- [GOAL A]
In the EVA collaboration notes, copy word for word everything from "Forrest's presentation, Data" down to "for collaboration (Claudio)".
- [GOAL B]
Using the EVA collaboration notes, explain in one to three sentences why resource managers and social scientists need to be engaged for the possible paper on policy makers.
- [GOAL C]
Decide whether each statement agrees with the EVA collaboration notes. Answer yes or no, and quote the deciding words.
(i) Aritra leads the evaluation and review of visualization techniques.
(ii) The IPCC Working Group II technical support unit is located in Boulder.
(iii) The paper on the visualization needs of policy makers is definitely planned.

- [TEXT PROVIDED]
Forrest's presentation, Data Mining for Climate Change Model Intercomparison, is available here: http://www.climatemodeling.org/~forrest/presentations/Hoffman_DataONE-EVA_20130122/

EVA:  Ideas for collaboration (Claudio)
1.  machine learning and visualization interactions
     Forrest Hoffman and Bill Hargrove
     Jorge, Harish, Claudio, Vineet, Arthur
     
     build on President's big data initiative
    
    
2.  Evaluation/Review of visualization techniques for climate community experts
     Aritra leads, with volunteers
         Anna, Debbie, Steve, Yaxing, Dan Ricciuto, Forrest, Claudio
         
         need to bring in Rosie and Dave Lawrence Via Steve Aulenbachj
         
     usability assessment for various visualization techniques, pros & cons for them
        pull together wide range of figures / maps / etc and get expert community input on utility
        
    contribution to show how visualization maps / figures have improved through interaction and collaboration with vis group
    
    need to have collaborations between modelers and visualization experts throughout the activity, for different types of audience/purposes (3 different types needs mentioned in Anna's notes)
    
        history of how climate data have been presented
            based on IPCC reports 
    
    IPCC Working Group II (Impacts, Adaptation, and Vulnerability) technical support unit (TSU) :  Located at Carnegie and Anna can coodinate with them if there is interest in learning from their experience.
    Anna: How broad is the evaluation/review scope defined? Scientifc audience only? We may need the contribution from social science people by doing surveys.
    
    
3. (Maybe) another paper focusing on the visualization needs of policy makers.
    need to engage resource managers / social scientists to identify types of analysis and visualizations

    Anna, Arthur, Debbie, Bill, Steve Aulenbach, Jeff Morisette (??), 

    may be of use for farmers and commerical fisheries (those who use natural resources)

    involve Molly Brown, Molly McCoy
    Jeff Morrisete:  USGS 
    National Climate Assessment  GCIS
    NOAA Socio-Economic Climate Group (Boulder)

(Position annotation records)

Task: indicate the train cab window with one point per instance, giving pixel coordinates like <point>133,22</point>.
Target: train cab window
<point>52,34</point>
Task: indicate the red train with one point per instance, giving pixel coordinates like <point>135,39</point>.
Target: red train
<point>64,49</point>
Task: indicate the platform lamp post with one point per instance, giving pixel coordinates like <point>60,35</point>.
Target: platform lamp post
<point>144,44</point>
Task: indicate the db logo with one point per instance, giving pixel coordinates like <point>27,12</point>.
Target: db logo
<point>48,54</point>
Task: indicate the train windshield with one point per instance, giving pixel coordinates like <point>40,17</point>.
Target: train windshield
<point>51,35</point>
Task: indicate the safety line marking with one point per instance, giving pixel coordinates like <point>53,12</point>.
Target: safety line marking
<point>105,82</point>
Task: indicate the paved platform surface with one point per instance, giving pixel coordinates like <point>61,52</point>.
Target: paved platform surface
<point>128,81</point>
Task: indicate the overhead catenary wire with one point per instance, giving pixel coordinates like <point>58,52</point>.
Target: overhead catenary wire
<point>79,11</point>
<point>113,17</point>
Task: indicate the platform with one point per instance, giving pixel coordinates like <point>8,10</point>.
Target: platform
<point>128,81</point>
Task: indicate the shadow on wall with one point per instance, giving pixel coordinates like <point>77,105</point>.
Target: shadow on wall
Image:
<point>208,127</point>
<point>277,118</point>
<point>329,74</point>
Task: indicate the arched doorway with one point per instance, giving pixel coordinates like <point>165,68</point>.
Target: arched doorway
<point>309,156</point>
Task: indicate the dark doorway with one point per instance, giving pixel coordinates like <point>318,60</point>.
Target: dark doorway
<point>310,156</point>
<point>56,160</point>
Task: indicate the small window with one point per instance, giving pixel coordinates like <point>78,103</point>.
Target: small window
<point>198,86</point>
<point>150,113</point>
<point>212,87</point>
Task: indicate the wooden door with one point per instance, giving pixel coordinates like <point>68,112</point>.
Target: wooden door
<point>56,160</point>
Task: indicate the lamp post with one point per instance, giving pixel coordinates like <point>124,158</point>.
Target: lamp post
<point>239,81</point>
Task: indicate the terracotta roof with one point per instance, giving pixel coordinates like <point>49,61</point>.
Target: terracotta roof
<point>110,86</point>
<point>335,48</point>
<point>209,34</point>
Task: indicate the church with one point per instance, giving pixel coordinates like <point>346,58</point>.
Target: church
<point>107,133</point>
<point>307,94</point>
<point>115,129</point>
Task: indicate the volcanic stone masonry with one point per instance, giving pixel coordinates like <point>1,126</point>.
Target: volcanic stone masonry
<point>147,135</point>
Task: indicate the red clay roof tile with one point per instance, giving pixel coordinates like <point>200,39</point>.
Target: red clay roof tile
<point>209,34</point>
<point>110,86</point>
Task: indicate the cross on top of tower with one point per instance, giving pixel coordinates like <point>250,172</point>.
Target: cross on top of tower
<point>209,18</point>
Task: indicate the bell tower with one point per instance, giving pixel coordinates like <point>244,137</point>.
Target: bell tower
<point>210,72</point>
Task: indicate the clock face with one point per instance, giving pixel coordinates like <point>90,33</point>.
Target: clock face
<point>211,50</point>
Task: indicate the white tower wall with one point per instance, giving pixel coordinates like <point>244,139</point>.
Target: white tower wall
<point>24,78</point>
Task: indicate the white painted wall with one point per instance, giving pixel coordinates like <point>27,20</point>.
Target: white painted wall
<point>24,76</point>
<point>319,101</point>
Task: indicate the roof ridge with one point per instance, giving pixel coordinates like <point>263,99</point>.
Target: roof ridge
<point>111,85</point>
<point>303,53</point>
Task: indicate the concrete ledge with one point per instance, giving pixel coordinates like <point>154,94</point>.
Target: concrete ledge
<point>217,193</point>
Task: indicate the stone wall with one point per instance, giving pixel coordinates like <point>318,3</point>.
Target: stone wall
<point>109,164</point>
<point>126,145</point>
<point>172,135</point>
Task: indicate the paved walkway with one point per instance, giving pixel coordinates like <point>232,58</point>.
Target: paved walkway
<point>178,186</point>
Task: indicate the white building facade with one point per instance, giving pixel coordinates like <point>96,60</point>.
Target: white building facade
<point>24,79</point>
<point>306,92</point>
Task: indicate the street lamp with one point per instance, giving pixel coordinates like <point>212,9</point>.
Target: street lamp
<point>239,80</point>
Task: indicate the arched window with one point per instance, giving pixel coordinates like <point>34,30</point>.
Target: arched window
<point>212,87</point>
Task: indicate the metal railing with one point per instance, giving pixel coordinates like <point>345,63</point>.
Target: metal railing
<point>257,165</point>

- [WRITTEN SOLUTION A]
Forrest's presentation, Data Mining for Climate Change Model Intercomparison, is available here: http://www.climatemodeling.org/~forrest/presentations/Hoffman_DataONE-EVA_20130122/

EVA:  Ideas for collaboration (Claudio)

- [WRITTEN SOLUTION B]
They need to be engaged to identify the types of analysis and visualizations that policy makers need.

- [WRITTEN SOLUTION C]
(i) Yes: "Aritra leads, with volunteers"
(ii) No: "Located at Carnegie"
(iii) No: "(Maybe) another paper focusing on the visualization needs of policy makers."